* **What you will do**:
Continue the account of the sister's first visit to Oahu, picking up after its final sentence.

* **Quoted text**:
>> BEGIN

I prayed; that’s where God turned her emptiness into an opportunity. I talked with our daughter and my husband because for over a year, my husband and I had offered to go to our daughter and son-in-law’s home to house and dog-sit while they were on vacation. Since their house has 4 bedrooms and we would be the only humans there, I wondered if I could invite my sister to travel with us. Both, my daughter and husband, came back with the answer of yes, let’s invite her. So, I made the phone call to my sister. She was thrilled to be invited. We made plans, an itinerary, and then even more exiting was the call we shared where she made her flight reservation. This reservation meant she was really going!
Fast forward, she arrived at our home the night prior to our departure. She and I would leave a couple days before my hubby could join us. We boarded the plane in Colorado Springs and the excitement that surrounded our anticipation encircled us. We had a connecting flight as well and boarded that flight. As we neared our destination, I knew what was coming, because of course I had visited previously. It was a sweet gift to watch my sister’s excitement. As we got close, she peered out the window and took some pictures of our approach. Finally, we landed, up the exit ramp and into the terminal we went.
Have you ever noticed how different each airport terminal makes you feel? This one makes you feel happiness, joy, and delight. There are bright colors in the shops, welcome messages over the PA system and the area is open and uncrowded most of the time.
We walked toward baggage claim. As we walked to retrieve our luggage, you go outside from the airconditioned terminal, across a wide elevated sidewalk and then into the main terminal. This was her first breath of the humid air, the trade winds tossing her hair, seeing the huge, beautiful trees, flowers and shrubs of Oahu, Hawaii.
The week was filled with beaches, walks, site seeing, gorgeous drives, historical tours, attending a sweet church on island, quiet times on the back patio, and barbequing as we spent time together.

>> END

* **Information supplied**:

>> BEGIN

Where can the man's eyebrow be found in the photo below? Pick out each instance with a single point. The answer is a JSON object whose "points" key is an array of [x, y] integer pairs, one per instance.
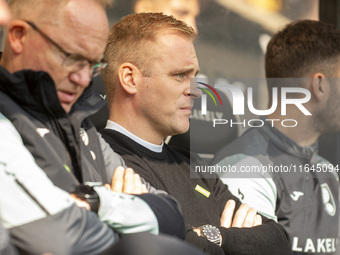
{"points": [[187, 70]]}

>> END

* **Answer to this task**:
But my heart, how was it? With all this beauty and excitement around me, my heart was still struggling. I could feel God deeply working. The stress was still there. Why?
And then, there it was, provision and the words … “but God” … how many times have each of us been able to say this? “But God”, who had planned this forever ago … before my experience, before our daughter was thought of, born, married, living on Oahu, or anything I currently in our lives. He knew. He knew the days of my mom & dad’s lives, He knew the loneliness of my sister, He knew our grief, He knew the posture of my heart in the moment, He knew my fatigue, and He knew what we each needed, what I needed. God’s “quiet peace” rushed over me just days later. Friends, these months of buildup have all been about the LORD and His provision, about Him seeing what needs were present and giving His kind attention to those needs. To my sister, to me, … all of it.
What changed? Was I sleeping better? Was I less stressed on the island? What?
We went to One Love, Windward side on Oahu, Easter Sunday. Pastor Duke, he goes by his first name, spoke on the resurrection from Mark 16:1-8. At the onset, his message included a quote from Billy Graham,
“The resurrection of Christ changed the midnight of bereavement, into a sunrise of reunion.
It changed the midnight of disappointment into a sunrise of joy. It changed the midnight of fear to a sunrise of peace.”
Pastor Duke summarized Billy Graham’s quote by saying, “The resurrection is everything… it proves Jesus is the Son of God. He gave background on this passage, reading about how Christ was a servant Savior, washing the feet of his disciples. He asked if we were being a family of services. He outlined in Mark 1-8, there are 4 things going on:
There is a plan, verses 1-2, a problem in vs 3, provision in vs.4-6, & proclamation in vs.7-8.
I thought about this message for the rest of the day, and I woke the next morning greeting my long-lost heart with delight, because for so long I had put up a shield of protection around it. Protecting myself from the daily grief during the process of losing my dad, the illness we watched him go through, remembering what Christ did, what rest is in Him, what it is to serve and all that transpired around me in the midst illness and loss and I needed to remember.
I’d to encourage you to take time to read this passage, Mark 16:1-8, when you can. I pray it gives you peace and if your heart is in a condition that needs to hear this, that you would feel the gift of Jesus’ resurrection every day, God’s hope and mercy, His peace, His love, and His covering.